Problem to work on | Find each line in the records below that contains the word "blue", matching case, and copy those lines.

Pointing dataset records
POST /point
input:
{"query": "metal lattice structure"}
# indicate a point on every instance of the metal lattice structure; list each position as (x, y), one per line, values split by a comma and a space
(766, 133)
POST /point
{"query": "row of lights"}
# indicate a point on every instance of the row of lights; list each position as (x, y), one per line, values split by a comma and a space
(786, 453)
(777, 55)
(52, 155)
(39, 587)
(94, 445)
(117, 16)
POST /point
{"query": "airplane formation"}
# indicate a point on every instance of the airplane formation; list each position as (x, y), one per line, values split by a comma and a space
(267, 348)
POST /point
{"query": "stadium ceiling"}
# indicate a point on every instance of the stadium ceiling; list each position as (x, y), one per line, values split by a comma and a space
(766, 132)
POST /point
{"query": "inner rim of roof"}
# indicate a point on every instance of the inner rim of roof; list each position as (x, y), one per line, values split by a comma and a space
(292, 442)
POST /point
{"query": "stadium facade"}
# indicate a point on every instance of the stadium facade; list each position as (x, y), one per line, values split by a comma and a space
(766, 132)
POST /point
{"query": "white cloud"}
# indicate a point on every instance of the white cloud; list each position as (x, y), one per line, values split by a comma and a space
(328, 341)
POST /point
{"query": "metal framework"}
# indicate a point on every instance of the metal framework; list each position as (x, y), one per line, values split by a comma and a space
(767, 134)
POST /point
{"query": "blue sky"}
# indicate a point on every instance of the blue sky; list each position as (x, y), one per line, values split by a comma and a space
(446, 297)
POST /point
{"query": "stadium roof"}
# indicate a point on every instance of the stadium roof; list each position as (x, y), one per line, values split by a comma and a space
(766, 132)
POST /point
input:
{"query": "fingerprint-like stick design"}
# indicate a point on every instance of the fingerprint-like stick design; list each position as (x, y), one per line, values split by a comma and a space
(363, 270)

Task solution |
{"query": "blue sky"}
# indicate a point on every instance of the blue sky; list each position as (x, y), one per line, values split by a comma and a space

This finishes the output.